» 本文
%%

バランスを調整できる「鉛テープ」で自分に合ったテニスラケットに
あなたは、今お使いのテニスラケットが「ちょっと合わないかもな~」と思うことがありませんか?
サーブやストロークをもっと安定させたいとか、もう少し振り抜きを良くしたい、ラケット面がブレる、取り回しをよくしたい…
などという時に「鉛テープ」を貼ることでラケットバランスを調整できるので、これまでよりも扱いやすくなるかもしれません。
「鉛テープ」とは、どういうものか?貼り方は?などについてお伝えします。
この記事の目次
鉛テープ
どういうもの?
「鉛テープ」とご紹介しましたが、素材としては鉛だけでなく「タングステン」を使用したものも出ていますので、名称としては「バランステープ(リードテープ)」です。
テニスラケットメーカーやテニス用品メーカーから製品が発売されています。
柔らかい鉛が薄く帯状になっていて、裏についている粘着テープでラケットに貼れますので、ラケットをあなた好みにチューニングできます。
スポーツ店やテニス専門店で購入できます。
(釣りやゴルフ用品の「鉛テープ」、「板おもり」を使用している方もおられるようです。)
なぜ使うのか?
せっかく買った自分のテニスラケットがどうも思ったような感じで使えない。
そうした時に、ラケットフレームに「鉛テープ」を貼りつけることは一般プレイヤーでもしばしば行われています。
「鉛テープ」を使うのは、ラケットに少しずつ重さを加える簡単な方法です。
画像:POWERSORB
「鉛テープ」を任意の位置に貼ることで、ラケットの性格が変わります。
目的が、単に重くしたいための場合もあるかもしれませんが、その目的によって貼る位置や重量を考えて貼るようにしましょう。
目的としては、下記のようなことを解決するためです。
・サーブやストロークのスイングスピードを上げたい
・相手の打球が強い時に打ち負けている
・もっとパワフルに打ちたい
・ヘッドを重くしたい、ヘッドを軽くしたい
・ボレーの時に面ブレをしやすい
・ボレーの取り回しをよくした
・スイングウェイトが軽く感じられていて、高くしたい
・スイートスポットの位置を変えたい
こうした時に、おもりを効果的に貼ることで、ご使用のラケットの特性を変えることができます。
貼ることによる4つの変化
■全体的な重量
■重量配分
■フレームのねじれ、またはトルク
■スイングウェイト
「鉛テープ」を貼ることで、当然重量がその分重くなります。
調整して、追加しすぎて重くしすぎてしまわないように!
かえって操作性が悪くなって振り遅れたり、重さを感じて疲れたり、怪我につながる可能性もあります。
はっきり「変わった!」と感じるようなら、ヤリ過ぎとなっているはずです。
5g以下での調整(少なくとも+10g以下)で行うようにしましょう。
同じラケットを複数本持っていて、それぞれのラケットの重さとバランスを合わせることができます。

%%

» 提供データ

%%

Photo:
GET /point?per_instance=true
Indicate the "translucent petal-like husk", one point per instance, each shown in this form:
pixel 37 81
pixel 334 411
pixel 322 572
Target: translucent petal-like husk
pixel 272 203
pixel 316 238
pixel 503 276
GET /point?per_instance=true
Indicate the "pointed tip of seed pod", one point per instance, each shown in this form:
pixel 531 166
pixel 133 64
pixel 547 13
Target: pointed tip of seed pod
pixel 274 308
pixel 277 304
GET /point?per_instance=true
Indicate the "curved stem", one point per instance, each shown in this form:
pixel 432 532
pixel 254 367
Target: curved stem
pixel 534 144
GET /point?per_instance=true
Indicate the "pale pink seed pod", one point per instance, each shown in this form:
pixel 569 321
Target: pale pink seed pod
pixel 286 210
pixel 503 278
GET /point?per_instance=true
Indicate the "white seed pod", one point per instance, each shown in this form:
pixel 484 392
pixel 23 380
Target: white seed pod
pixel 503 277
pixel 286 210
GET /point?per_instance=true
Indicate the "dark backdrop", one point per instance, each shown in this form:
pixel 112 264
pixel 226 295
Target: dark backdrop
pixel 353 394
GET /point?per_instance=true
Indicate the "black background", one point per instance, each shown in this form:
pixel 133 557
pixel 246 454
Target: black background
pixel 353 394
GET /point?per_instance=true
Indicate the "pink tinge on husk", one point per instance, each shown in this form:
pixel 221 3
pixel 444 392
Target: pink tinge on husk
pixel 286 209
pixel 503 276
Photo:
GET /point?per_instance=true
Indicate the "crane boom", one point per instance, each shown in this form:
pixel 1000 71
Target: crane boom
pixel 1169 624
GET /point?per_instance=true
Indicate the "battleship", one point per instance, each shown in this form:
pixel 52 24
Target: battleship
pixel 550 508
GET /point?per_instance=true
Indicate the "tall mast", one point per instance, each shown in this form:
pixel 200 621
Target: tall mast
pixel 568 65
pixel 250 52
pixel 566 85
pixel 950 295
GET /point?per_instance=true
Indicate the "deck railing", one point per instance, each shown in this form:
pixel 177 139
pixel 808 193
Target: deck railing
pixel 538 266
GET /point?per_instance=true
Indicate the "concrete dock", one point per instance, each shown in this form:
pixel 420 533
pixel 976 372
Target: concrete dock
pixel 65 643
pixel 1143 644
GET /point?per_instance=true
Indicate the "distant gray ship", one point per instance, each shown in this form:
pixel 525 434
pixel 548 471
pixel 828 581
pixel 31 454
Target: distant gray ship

%%

» 作業内容
1) 本文のうち「そうした時に、ラケットフレー」から始まり「目的としては、下記のようなことを解決するためです。」までを、一字一句変えずに引用せよ。
2) 本文を二文で要約せよ。

» 回答
1)
そうした時に、ラケットフレームに「鉛テープ」を貼りつけることは一般プレイヤーでもしばしば行われています。
「鉛テープ」を使うのは、ラケットに少しずつ重さを加える簡単な方法です。
画像:POWERSORB
「鉛テープ」を任意の位置に貼ることで、ラケットの性格が変わります。
目的が、単に重くしたいための場合もあるかもしれませんが、その目的によって貼る位置や重量を考えて貼るようにしましょう。
目的としては、下記のようなことを解決するためです。

2) 鉛テープ(バランステープ)は、裏の粘着テープでラケットに貼って少しずつ重さを加える道具で、全体的な重量、重量配分、フレームのねじれ、スイングウェイトを変えてラケットを好みに調整できる。貼る位置や重量は目的に応じて考える必要があり、重くしすぎると操作性が悪くなったり疲れや怪我につながったりするため、5g以下(少なくとも+10g以下)での調整が勧められている。